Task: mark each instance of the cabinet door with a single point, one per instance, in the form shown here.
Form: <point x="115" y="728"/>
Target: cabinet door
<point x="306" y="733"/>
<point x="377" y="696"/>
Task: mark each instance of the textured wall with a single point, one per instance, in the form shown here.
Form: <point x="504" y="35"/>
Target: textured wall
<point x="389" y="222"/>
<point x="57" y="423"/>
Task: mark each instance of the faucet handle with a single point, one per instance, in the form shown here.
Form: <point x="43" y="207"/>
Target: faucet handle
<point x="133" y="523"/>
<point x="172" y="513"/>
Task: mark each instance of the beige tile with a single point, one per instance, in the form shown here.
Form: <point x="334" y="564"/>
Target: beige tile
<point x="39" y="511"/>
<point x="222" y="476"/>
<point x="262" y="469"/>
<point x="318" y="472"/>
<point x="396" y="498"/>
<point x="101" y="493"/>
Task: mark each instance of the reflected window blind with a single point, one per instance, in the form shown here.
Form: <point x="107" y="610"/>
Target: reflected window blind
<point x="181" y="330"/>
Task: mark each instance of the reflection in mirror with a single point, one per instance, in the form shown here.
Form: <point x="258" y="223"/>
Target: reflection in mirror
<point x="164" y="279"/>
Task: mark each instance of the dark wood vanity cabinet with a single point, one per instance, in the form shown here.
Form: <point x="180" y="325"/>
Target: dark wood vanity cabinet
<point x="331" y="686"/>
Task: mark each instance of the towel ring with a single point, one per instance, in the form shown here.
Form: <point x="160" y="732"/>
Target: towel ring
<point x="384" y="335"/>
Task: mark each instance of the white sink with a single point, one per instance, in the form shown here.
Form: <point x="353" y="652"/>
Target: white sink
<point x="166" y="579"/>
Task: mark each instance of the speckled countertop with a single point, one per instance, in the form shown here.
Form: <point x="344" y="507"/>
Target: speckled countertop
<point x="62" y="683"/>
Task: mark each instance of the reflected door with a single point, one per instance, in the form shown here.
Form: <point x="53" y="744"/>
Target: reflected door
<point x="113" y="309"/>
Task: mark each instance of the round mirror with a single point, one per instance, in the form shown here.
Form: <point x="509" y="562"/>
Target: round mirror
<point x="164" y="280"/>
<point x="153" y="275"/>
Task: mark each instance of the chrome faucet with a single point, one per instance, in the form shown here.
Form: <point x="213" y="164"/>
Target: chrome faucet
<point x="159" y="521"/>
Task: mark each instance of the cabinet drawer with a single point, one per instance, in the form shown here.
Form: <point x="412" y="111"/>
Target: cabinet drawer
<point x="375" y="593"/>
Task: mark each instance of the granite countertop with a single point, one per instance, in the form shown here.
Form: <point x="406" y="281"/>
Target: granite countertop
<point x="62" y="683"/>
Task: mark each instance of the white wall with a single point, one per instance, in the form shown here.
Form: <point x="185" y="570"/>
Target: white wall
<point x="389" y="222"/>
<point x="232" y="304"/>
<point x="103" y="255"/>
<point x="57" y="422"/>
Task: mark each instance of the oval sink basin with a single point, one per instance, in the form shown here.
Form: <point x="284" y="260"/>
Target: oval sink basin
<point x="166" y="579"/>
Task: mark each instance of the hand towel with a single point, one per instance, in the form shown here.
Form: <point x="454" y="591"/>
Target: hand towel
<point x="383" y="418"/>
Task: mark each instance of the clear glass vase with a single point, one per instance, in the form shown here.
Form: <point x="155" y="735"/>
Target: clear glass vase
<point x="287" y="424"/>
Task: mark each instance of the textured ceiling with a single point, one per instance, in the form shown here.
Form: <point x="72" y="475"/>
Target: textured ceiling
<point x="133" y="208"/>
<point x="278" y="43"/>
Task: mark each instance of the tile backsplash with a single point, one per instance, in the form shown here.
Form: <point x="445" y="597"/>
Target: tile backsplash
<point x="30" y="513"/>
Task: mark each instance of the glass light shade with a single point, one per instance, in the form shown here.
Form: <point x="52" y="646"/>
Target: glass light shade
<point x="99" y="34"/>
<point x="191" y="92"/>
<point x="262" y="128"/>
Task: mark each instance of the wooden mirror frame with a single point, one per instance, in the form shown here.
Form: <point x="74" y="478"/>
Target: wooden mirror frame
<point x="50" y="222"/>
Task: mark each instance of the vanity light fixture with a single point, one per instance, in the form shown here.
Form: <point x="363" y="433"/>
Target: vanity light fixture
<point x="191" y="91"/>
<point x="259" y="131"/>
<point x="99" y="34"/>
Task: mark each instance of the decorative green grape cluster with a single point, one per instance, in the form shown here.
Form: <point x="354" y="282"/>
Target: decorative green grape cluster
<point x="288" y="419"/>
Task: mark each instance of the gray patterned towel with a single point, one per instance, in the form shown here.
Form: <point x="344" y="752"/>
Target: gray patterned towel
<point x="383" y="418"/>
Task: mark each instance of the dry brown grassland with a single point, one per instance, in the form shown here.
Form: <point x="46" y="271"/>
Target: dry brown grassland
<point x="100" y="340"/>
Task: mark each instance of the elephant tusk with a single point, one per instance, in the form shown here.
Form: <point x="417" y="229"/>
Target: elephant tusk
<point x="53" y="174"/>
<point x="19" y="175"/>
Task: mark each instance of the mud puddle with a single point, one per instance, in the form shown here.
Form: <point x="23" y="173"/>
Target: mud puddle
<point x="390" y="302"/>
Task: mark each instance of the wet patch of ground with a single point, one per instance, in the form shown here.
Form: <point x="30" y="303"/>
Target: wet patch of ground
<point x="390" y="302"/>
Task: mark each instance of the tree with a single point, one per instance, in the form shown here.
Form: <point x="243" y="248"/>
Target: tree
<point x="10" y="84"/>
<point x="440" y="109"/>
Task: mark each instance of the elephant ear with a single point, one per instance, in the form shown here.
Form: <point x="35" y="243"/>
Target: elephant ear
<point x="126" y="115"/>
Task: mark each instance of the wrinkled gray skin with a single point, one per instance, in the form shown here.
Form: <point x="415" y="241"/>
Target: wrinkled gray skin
----
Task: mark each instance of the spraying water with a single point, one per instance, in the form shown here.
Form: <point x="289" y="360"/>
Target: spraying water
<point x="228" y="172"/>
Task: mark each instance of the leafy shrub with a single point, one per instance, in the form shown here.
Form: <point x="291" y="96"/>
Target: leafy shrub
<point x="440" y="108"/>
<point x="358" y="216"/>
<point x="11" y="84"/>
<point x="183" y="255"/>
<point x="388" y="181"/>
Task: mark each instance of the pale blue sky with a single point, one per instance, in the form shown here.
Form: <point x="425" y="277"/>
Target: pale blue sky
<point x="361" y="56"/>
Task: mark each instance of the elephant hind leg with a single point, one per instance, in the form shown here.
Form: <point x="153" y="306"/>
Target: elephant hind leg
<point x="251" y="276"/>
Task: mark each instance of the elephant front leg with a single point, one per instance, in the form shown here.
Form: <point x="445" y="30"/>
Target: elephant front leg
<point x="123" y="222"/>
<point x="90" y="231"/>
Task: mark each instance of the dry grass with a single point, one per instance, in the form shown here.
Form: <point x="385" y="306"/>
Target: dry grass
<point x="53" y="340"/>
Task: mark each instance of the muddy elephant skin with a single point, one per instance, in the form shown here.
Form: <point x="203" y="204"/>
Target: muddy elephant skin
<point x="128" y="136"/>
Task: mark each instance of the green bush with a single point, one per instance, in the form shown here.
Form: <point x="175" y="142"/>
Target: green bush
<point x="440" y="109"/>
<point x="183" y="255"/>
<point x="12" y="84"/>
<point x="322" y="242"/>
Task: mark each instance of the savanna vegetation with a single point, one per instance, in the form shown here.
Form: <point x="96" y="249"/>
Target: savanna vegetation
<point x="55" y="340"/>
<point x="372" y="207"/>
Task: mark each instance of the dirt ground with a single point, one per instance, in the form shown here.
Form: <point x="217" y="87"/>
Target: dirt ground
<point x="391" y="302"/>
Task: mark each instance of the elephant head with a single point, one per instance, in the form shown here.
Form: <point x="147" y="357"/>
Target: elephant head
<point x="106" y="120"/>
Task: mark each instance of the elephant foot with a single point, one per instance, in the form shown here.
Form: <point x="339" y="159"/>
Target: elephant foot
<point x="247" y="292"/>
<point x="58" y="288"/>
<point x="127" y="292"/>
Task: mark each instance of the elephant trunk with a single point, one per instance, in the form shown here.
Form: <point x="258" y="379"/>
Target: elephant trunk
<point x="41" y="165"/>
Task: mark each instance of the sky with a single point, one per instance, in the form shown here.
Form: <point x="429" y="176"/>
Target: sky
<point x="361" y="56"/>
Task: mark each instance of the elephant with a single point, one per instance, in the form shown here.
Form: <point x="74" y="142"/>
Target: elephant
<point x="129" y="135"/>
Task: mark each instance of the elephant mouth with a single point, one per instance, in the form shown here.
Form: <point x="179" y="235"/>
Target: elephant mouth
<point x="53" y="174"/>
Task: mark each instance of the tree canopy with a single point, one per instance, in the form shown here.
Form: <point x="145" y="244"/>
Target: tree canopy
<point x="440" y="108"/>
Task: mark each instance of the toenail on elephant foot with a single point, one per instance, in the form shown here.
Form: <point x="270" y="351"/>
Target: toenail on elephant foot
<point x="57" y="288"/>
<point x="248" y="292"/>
----
Gather every line of the records that contains the string "sink", and copy each one. Case counts.

Task: mark each instance of the white sink with a single point, one per instance, in the form shown here.
Target: white sink
Task: mark each instance of the oval sink basin with a single point, one per instance, in the form shown here.
Target: oval sink basin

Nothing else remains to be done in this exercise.